Your goal: Each line of the records is to be returned verbatim, with the images omitted.

(Extracted records)
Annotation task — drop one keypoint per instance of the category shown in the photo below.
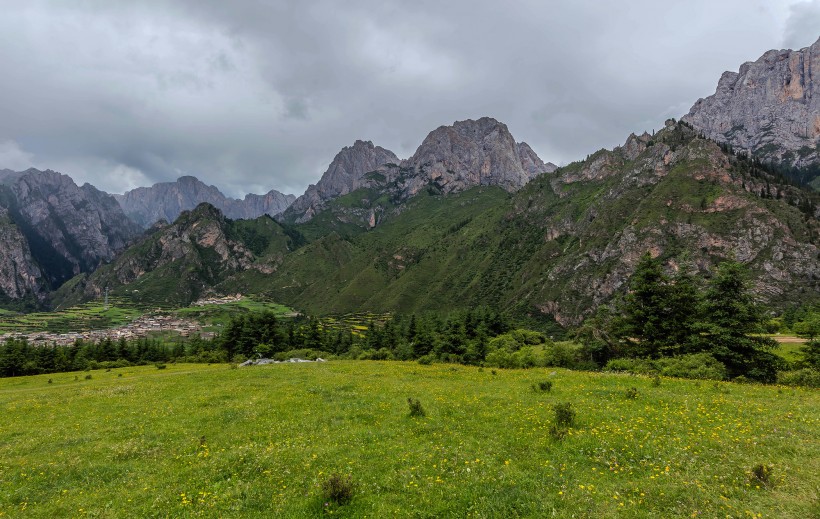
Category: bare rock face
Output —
(68, 229)
(770, 107)
(473, 153)
(19, 274)
(346, 173)
(167, 200)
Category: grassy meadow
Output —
(211, 441)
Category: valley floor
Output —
(211, 441)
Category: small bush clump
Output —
(544, 386)
(564, 415)
(426, 360)
(416, 408)
(557, 433)
(806, 377)
(338, 489)
(761, 475)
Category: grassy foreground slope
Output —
(210, 441)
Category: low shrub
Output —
(564, 415)
(338, 489)
(544, 386)
(701, 366)
(427, 360)
(305, 353)
(806, 377)
(416, 408)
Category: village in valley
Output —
(154, 323)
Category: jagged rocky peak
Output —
(474, 152)
(167, 200)
(20, 276)
(770, 107)
(67, 229)
(346, 173)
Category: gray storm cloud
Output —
(254, 95)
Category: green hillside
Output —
(564, 243)
(209, 441)
(553, 251)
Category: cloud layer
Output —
(256, 95)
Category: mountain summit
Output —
(770, 107)
(453, 158)
(345, 174)
(167, 200)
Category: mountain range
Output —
(472, 218)
(167, 200)
(770, 108)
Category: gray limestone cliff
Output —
(770, 107)
(346, 173)
(167, 200)
(471, 153)
(19, 274)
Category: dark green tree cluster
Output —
(665, 316)
(460, 337)
(18, 357)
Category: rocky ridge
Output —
(19, 274)
(167, 200)
(180, 262)
(67, 228)
(346, 173)
(452, 158)
(770, 107)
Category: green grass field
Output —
(213, 315)
(210, 441)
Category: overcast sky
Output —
(255, 95)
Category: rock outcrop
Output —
(167, 200)
(346, 173)
(770, 107)
(68, 229)
(472, 153)
(453, 158)
(20, 276)
(178, 263)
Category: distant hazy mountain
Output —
(167, 200)
(770, 106)
(454, 158)
(174, 264)
(558, 247)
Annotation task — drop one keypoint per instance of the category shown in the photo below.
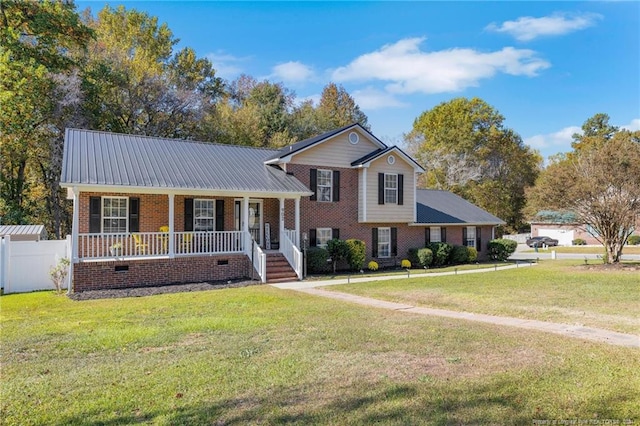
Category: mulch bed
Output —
(150, 291)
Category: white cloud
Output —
(410, 70)
(292, 72)
(633, 126)
(528, 28)
(559, 141)
(227, 66)
(371, 98)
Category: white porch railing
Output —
(292, 253)
(258, 256)
(153, 244)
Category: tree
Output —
(465, 149)
(600, 185)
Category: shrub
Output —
(501, 249)
(425, 257)
(357, 252)
(473, 254)
(441, 252)
(633, 240)
(338, 251)
(459, 255)
(317, 260)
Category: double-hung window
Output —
(325, 185)
(203, 215)
(390, 188)
(114, 215)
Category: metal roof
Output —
(444, 207)
(113, 159)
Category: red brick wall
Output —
(153, 272)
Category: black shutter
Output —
(394, 241)
(95, 214)
(134, 214)
(374, 242)
(219, 215)
(188, 214)
(313, 183)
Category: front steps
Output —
(278, 269)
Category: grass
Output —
(557, 291)
(259, 355)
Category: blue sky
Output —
(546, 66)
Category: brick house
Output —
(151, 211)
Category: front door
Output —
(255, 219)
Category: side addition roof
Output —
(446, 208)
(103, 159)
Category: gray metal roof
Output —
(444, 207)
(113, 159)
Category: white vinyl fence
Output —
(25, 265)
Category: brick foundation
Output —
(106, 275)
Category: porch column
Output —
(172, 239)
(297, 218)
(281, 224)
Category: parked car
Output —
(540, 241)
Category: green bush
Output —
(317, 260)
(459, 255)
(425, 257)
(441, 252)
(357, 253)
(473, 254)
(633, 240)
(501, 249)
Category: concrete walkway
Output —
(579, 332)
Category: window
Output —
(114, 215)
(436, 235)
(323, 235)
(384, 242)
(203, 215)
(470, 239)
(325, 185)
(390, 188)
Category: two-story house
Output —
(150, 211)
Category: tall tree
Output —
(465, 149)
(600, 185)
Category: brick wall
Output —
(153, 272)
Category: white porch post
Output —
(297, 219)
(281, 224)
(172, 239)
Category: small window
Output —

The completed task:
Annotation task — drop one keypoint per instance of the category shown in the photo below.
Category: bare rock face
Output —
(68, 229)
(770, 107)
(473, 153)
(19, 274)
(346, 173)
(167, 200)
Category: grassy meadow
Output —
(211, 441)
Category: valley floor
Output —
(211, 441)
Category: small bush clump
Output —
(544, 386)
(564, 415)
(426, 360)
(416, 408)
(557, 433)
(806, 377)
(338, 489)
(761, 475)
Category: grassy foreground slope
Output —
(210, 441)
Category: low shrub
Output —
(564, 415)
(338, 489)
(544, 386)
(701, 366)
(427, 360)
(305, 353)
(806, 377)
(416, 408)
Category: village in valley
Output —
(154, 323)
Category: jagged rocky peak
Output —
(474, 152)
(167, 200)
(20, 276)
(770, 107)
(67, 229)
(346, 173)
Category: gray storm cloud
Output —
(254, 95)
Category: green hillside
Output —
(564, 243)
(209, 441)
(553, 251)
Category: cloud layer
Output —
(256, 95)
Category: mountain summit
Output —
(770, 107)
(453, 158)
(345, 174)
(167, 200)
Category: mountain range
Output —
(472, 218)
(167, 200)
(770, 108)
Category: gray limestone cliff
Output —
(770, 107)
(346, 173)
(167, 200)
(471, 153)
(19, 274)
Category: dark green tree cluster
Output —
(665, 316)
(460, 337)
(18, 357)
Category: rocky ridge
Output —
(19, 274)
(167, 200)
(180, 262)
(67, 228)
(346, 173)
(452, 158)
(770, 107)
Category: green grass field
Output —
(213, 315)
(210, 441)
Category: overcast sky
Output —
(255, 95)
Category: rock outcrop
Output —
(167, 200)
(346, 173)
(770, 107)
(68, 229)
(472, 153)
(453, 158)
(20, 276)
(178, 263)
Category: distant hazy mountain
Output —
(167, 200)
(770, 106)
(454, 158)
(174, 264)
(558, 247)
Annotation task — drop one keypoint per instance of the category shown in the photo below.
Category: mulch bed
Output —
(150, 291)
Category: white cloud
Output —
(410, 70)
(292, 72)
(633, 126)
(528, 28)
(559, 141)
(227, 66)
(371, 98)
Category: white porch railing
Output —
(292, 253)
(258, 256)
(153, 244)
Category: tree
Output —
(465, 149)
(600, 185)
Category: shrub
Output —
(501, 249)
(425, 257)
(357, 252)
(473, 254)
(441, 252)
(633, 240)
(338, 251)
(459, 255)
(317, 260)
Category: double-hung window
Output —
(325, 185)
(203, 215)
(390, 188)
(114, 215)
Category: metal roof
Output —
(444, 207)
(113, 159)
Category: red brick wall
Output —
(153, 272)
Category: black shutter
Output —
(394, 241)
(95, 214)
(134, 214)
(374, 242)
(219, 215)
(188, 214)
(313, 183)
Category: front steps
Output —
(278, 269)
Category: grass
Output —
(557, 291)
(259, 355)
Category: blue sky
Output —
(546, 66)
Category: brick house
Output —
(151, 211)
Category: front door
Output —
(255, 219)
Category: side addition roof
Output —
(446, 208)
(103, 159)
Category: gray metal roof
Output —
(444, 207)
(113, 159)
Category: white vinyl fence
Output —
(25, 265)
Category: brick foundation
Output —
(106, 275)
Category: porch column
Output —
(172, 239)
(297, 218)
(281, 224)
Category: parked car
Output —
(540, 241)
Category: green bush
Output —
(317, 260)
(459, 255)
(425, 257)
(441, 252)
(357, 253)
(473, 254)
(633, 240)
(501, 249)
Category: concrete walkway
Output —
(579, 332)
Category: window
Output —
(114, 215)
(436, 235)
(323, 235)
(384, 242)
(203, 215)
(470, 239)
(325, 185)
(390, 188)
Category: two-story house
Output —
(150, 211)
Category: tall tree
Output —
(465, 149)
(600, 185)
Category: brick wall
Output —
(153, 272)
Category: white porch post
Output —
(297, 219)
(281, 224)
(172, 239)
Category: small window
Output —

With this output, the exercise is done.